### TEXTO SELECCIONADO

Según afirman Galende y Kraut (2006), las ciencias humanas, entre las que se encuentra la psicología, son ciencias que estudian al ser humano “en su especificidad (…) y no como cosa sin voz o fenómeno natural”, en tanto el ser humano “siempre se está expresando (hablando), es decir, está creando texto (aunque sea un texto en potencia). Allí donde el [ser humano] se estudia fuera del texto e independientemente de él, ya no se trata de las ciencias humanas” (p. 295). “Nada de nosotrxs sin nosotrxs”, el lema acuñado en el campo del activismo de la discapacidad en las décadas de 1970 y 1980, es retomado por el activismo académico de los estudios trans* (Stryker, 2006), donde “nada” debe leerse, entre otros sentidos, como una interpelación dirigida a los campos de producción de saberes, para que integren los saberes producidos por personas expertas en sus propias experiencias de vida, además de ser formadas y especializadas académicamente. La “subyugación” de los saberes que componen el campo de los estudios trans* ―denunciada por sus autorxs― está dada por un orden jerárquico al cual se hizo mención más arriba, y que fue descripto desde el mismo campo bajo el nombre de cisexismo, es decir “un sistema de exclusiones y privilegios simbólicos y materiales que tiene por columna vertebral el prejuicio de que las personas cis son mejores, más importantes, más auténticas que las personas trans” (Stryker, 2006; Radi, 2015).

######

CONSIGNA DE TRABAJO :: Prolonga el texto sobre los estudios trans* y el cisexismo a partir de su última oración. El material que sigue es independiente y no forma parte del texto.

### DATOS PROPORCIONADOS

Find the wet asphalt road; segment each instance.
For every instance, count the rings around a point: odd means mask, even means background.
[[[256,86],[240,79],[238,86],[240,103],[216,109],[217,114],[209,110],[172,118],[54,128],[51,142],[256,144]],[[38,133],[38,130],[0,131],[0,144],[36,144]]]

######
### DATOS PROPORCIONADOS

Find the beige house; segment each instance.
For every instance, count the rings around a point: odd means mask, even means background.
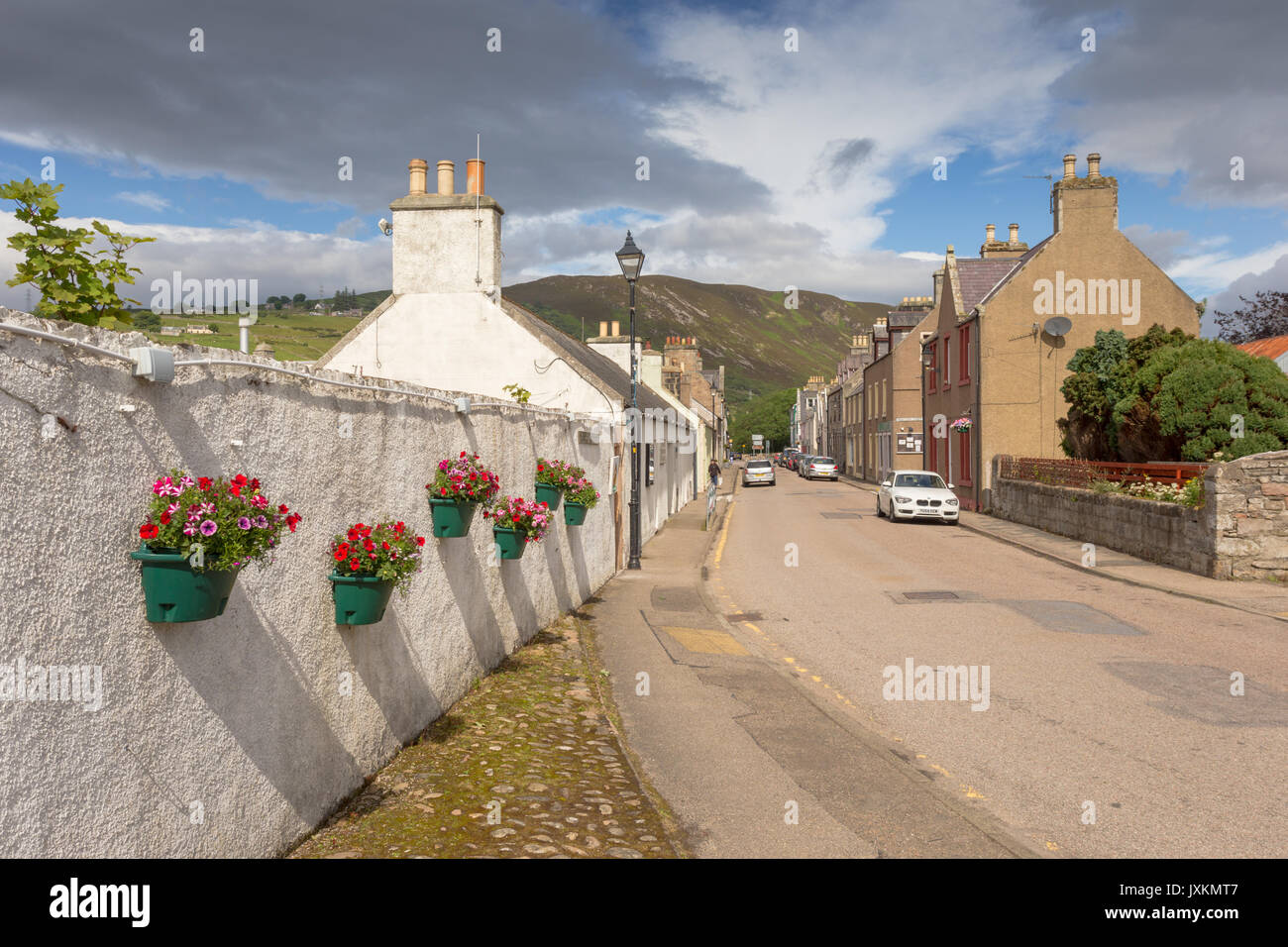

######

RESPUESTA ::
El cisexismo, al ser una ideología que está arraigada, impregnada ―sutil pero profundamente― no solo en el pensamiento cotidiano sino también en el académico, con facilidad pasa desapercibido para quienes no solo no padecen sus consecuencias sino que, además, se benefician de él (Lennon & Mistler, 2014). Los privilegios cisexistas no se reconocen como tales, sino que se asimilan a un supuesto “orden natural” (Radi y Suárez Tomé, 2016). De este modo, quienes gozan de esos privilegios por responder a la norma, pueden desentenderse de poseer beneficios mientras suponen que su identidad de género (como ocurre con el color de la piel, la capacidad, la clase, el estado de salud y otros criterios o dimensiones de privilegio y exclusión) no tiene nada que ver con el “ahorro de energía” y la comodidad con la que habitan y circulan por las instituciones (Ahmed, 2013). Aquel supuesto “orden natural”, se origina a partir de una “variedad de interpretaciones normativas cuya existencia y aplicación ha ido reforzando con el tiempo las ideas preconcebidas y los estereotipos”, es decir las “concepciones normativas” entre las que se destaca la “incorporación de tales identidades [las mismas identidades de género que la religión ha “tachado de pecaminosas”] como patologías a las clasificaciones médicas” (Naciones Unidas, 2018; p.4), y también a la psicopatología psicoanalítica.

Despatologización en la formación de profesionales: una experiencia de revisión y modificación en la bibliografía obligatoria para residentes de la provincia

En calidad de instructora de residentes de psicología en la provincia de Buenos Aires, participé de la definición de los textos que formaron parte de la bibliografía obligatoria para la Evaluación Anual Conjunta de residentes (EAC) en el año 2018.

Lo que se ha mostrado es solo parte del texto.